PROBLEM DETAILS. Here are the records. Write out exactly the lines between the one holding "Target: motorcycle lying on road" and the one holding "Target: parked black motorcycle", inclusive.

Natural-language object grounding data
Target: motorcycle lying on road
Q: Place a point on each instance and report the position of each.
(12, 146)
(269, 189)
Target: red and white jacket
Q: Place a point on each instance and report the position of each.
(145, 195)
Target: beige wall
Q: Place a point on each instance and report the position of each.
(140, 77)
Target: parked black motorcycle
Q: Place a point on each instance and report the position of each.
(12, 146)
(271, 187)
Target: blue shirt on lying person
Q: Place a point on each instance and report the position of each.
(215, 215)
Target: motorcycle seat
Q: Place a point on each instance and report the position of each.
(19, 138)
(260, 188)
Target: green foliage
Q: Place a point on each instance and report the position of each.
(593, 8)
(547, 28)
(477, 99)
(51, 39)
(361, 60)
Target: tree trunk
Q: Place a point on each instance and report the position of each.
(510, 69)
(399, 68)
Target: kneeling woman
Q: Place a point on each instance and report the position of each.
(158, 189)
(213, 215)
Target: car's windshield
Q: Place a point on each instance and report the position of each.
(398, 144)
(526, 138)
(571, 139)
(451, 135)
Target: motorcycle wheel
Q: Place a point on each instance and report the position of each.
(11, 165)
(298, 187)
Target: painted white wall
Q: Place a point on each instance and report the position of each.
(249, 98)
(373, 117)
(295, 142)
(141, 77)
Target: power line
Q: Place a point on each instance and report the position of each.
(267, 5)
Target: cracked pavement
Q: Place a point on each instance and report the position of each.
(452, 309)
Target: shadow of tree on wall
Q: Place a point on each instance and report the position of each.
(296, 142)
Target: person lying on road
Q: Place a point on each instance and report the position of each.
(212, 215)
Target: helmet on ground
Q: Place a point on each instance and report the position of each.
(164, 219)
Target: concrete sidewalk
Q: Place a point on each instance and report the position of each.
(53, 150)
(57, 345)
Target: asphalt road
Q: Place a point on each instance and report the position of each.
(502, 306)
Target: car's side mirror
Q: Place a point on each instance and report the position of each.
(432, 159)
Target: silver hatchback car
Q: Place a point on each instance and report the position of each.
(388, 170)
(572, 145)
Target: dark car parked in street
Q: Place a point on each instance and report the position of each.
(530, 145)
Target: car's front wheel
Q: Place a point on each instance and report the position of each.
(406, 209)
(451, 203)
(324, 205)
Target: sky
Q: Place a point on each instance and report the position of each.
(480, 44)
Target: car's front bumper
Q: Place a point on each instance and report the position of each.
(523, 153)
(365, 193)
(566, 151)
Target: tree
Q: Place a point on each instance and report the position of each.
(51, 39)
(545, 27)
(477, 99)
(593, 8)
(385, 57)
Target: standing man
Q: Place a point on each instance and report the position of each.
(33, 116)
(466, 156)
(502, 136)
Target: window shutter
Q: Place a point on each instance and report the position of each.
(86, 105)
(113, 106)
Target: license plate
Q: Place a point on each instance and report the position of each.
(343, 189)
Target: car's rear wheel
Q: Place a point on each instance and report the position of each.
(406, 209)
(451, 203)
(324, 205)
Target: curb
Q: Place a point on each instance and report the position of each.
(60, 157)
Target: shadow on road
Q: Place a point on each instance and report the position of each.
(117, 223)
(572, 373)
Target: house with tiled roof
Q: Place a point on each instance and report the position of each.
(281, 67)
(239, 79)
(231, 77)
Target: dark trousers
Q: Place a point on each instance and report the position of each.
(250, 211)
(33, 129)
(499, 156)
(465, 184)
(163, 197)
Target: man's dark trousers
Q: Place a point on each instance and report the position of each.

---

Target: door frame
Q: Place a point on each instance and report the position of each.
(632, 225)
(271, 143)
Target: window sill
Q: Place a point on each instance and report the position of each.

SOLUTION TO THIS EXERCISE.
Target: motorcycle lying on road
Q: Place a point on each instance and report the position of each.
(12, 146)
(269, 189)
Target: red and white jacket
Q: Place a point on each instance and report the position of each.
(145, 195)
Target: beige wall
Q: Place a point on each instance and report the position of each.
(140, 77)
Target: parked black motorcycle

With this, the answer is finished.